→ Work item: Substitute "a mountain trail" for "Flagstaff Mountain" in the news article, and give the part starting with "24-hour emergency services: 303-447-1665" and going on through "in June 2005.".

→ Text under study:
GET BREAKING NEWS IN YOUR BROWSER. CLICK HERE TO TURN ON NOTIFICATIONS.

X

Mark Leffingwell, for the Daily
Cindi Baker holds a photo of her family, including her son Tieg Baker, who committed suicide in 2005.
Resources

Psychological Health & Psychiatry at Wardenburg

Mental health clinic for students; fees may apply

Wardenburg Health Center, first floor

303-492-5654

colorado.edu/healthcenter

Counseling and Psychological Services

Free counseling for students

Willard Hall Room 134

303-492-6766

Walk-in hours from 9 a.m.-4 p.m.

Hope Coalition of Boulder County

Offers free and confidential help.

Call 303-860-1200 or 303-894-9000

suicide.org

CU Helpline

CU peer crisis and referral service

303-492-1000

Mental Health Center of Boulder County

24-hour emergency services: 303-447-1665

mhcbc.org

FYI

Suicidal thoughts — your own or a friend’s — are cause for serious concern. Suicide is the second-ranking cause of death for college-age students, and all warning signs must be taken seriously. A person who is suicidal often feels depressed, lonely and isolated from friends and family. A change in sleep patterns, loss of interest in activities and friends, and changes in lifestyle are some additional indicators of suicidal tendencies. If you find yourself or a friend exhibiting these behaviors, seek help immediately.

Source: colorado.edu/mentalhealthresources

I t’s been four years since Cindy Baker lost her son, University of Colorado student Tieg Baker, 22.

The sports enthusiast, whom Cindy Baker has described as having a “contagiously happy and funny exterior,” took his life on Flagstaff Mountain in June 2005.

“He was an engineering student at CU and was on the football team for a year and got cut,” Cindy Baker said. “He had some signs of depression.”

In Baker’s personal story on the Hope Coalition of Boulder Web site, she recalls that after some trouble with a relationship in high school, Tieg came home and took some of his mom’s sleeping pills, landing him in the psychiatric ward of the hospital for two days.

Tieg also had to drop out of a semester at CU after being ticketed twice for alcohol, the story reads. Then, he was cut from the CU football team.

“No one will ever even remotely know how much it broke that young boy’s heart,” Cindy Baker wrote.

Although the days, weeks, months and years that followed her son’s death have proven difficult, Baker said it’s important for her to carry on his name.

She has been involved in many outreach programs in Boulder, including a vigil this month, as September is Suicide Prevention Awareness month.

“I share his story very often,” she said. “My hope is to prevent another student from doing the same thing.”

Baker said she still encounters difficult times.

“I’m pretty raw,” she said in an interview, crying. “I feel comfortable talking about him. But I’m still terribly sad.”

She saw her son in the last few hours before he left the world. He asked to borrow a credit card and, heading out the door for a hike, she told him where he could find the card.

“He said ‘Mom, please wait,'” Baker recalled, choking back tears. “So I waited and he came by, gave me a hug and twirled me around and around. He gave me a huge kiss. And I said ‘Wow, what’s this all about?’ and he said ‘I just wanted you to know I love you.'”

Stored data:
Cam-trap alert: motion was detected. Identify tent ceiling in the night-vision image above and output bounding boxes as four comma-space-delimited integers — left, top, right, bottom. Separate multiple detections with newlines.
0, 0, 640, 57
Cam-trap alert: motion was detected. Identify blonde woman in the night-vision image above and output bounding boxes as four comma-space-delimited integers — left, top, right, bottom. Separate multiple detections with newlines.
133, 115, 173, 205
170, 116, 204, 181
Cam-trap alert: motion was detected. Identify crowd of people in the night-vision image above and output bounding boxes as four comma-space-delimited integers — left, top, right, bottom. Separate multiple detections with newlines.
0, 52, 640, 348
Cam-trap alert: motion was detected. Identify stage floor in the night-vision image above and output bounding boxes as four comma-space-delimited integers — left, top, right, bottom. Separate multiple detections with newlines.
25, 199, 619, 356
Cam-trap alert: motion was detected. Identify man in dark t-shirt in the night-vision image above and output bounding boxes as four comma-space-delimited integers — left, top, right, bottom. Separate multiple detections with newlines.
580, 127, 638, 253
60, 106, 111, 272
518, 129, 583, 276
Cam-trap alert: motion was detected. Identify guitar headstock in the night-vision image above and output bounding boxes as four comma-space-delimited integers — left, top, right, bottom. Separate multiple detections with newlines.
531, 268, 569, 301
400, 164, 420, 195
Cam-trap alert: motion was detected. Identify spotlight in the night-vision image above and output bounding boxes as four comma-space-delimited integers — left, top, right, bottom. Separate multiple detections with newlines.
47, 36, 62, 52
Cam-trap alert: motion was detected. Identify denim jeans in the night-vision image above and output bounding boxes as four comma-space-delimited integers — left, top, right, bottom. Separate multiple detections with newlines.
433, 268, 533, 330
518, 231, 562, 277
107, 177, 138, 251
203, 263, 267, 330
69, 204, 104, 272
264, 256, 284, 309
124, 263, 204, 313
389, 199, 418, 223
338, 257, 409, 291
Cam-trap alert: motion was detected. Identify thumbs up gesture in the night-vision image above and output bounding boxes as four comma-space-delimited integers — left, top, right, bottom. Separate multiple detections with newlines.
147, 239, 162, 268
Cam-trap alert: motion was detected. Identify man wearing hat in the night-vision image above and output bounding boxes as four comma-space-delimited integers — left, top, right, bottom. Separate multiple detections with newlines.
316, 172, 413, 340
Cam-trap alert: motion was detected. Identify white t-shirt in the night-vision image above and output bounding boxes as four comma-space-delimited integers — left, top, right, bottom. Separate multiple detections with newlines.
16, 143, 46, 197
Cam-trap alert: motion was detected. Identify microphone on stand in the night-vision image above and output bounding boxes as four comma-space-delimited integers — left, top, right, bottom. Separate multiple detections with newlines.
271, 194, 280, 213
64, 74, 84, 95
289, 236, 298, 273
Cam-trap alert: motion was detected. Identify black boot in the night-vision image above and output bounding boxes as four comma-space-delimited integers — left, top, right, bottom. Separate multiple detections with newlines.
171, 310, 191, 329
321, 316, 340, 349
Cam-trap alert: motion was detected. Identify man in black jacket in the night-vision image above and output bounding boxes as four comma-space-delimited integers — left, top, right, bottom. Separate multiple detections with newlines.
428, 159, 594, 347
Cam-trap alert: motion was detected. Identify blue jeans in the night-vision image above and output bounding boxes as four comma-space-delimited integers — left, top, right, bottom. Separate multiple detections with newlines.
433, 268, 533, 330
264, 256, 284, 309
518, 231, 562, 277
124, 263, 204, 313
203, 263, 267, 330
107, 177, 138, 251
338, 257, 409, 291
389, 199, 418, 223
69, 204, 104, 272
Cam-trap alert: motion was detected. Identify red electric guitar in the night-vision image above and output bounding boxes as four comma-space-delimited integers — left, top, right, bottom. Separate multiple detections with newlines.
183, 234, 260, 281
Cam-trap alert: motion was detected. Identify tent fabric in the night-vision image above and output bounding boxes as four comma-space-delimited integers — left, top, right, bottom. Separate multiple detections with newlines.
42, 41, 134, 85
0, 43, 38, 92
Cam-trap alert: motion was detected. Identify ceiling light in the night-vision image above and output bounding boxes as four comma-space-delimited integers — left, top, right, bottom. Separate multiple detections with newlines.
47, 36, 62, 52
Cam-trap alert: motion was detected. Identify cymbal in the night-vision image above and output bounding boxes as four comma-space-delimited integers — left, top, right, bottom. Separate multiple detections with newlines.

→ Answer to the problem:
24-hour emergency services: 303-447-1665

mhcbc.org

FYI

Suicidal thoughts — your own or a friend’s — are cause for serious concern. Suicide is the second-ranking cause of death for college-age students, and all warning signs must be taken seriously. A person who is suicidal often feels depressed, lonely and isolated from friends and family. A change in sleep patterns, loss of interest in activities and friends, and changes in lifestyle are some additional indicators of suicidal tendencies. If you find yourself or a friend exhibiting these behaviors, seek help immediately.

Source: colorado.edu/mentalhealthresources

I t’s been four years since Cindy Baker lost her son, University of Colorado student Tieg Baker, 22.

The sports enthusiast, whom Cindy Baker has described as having a “contagiously happy and funny exterior,” took his life on a mountain trail in June 2005.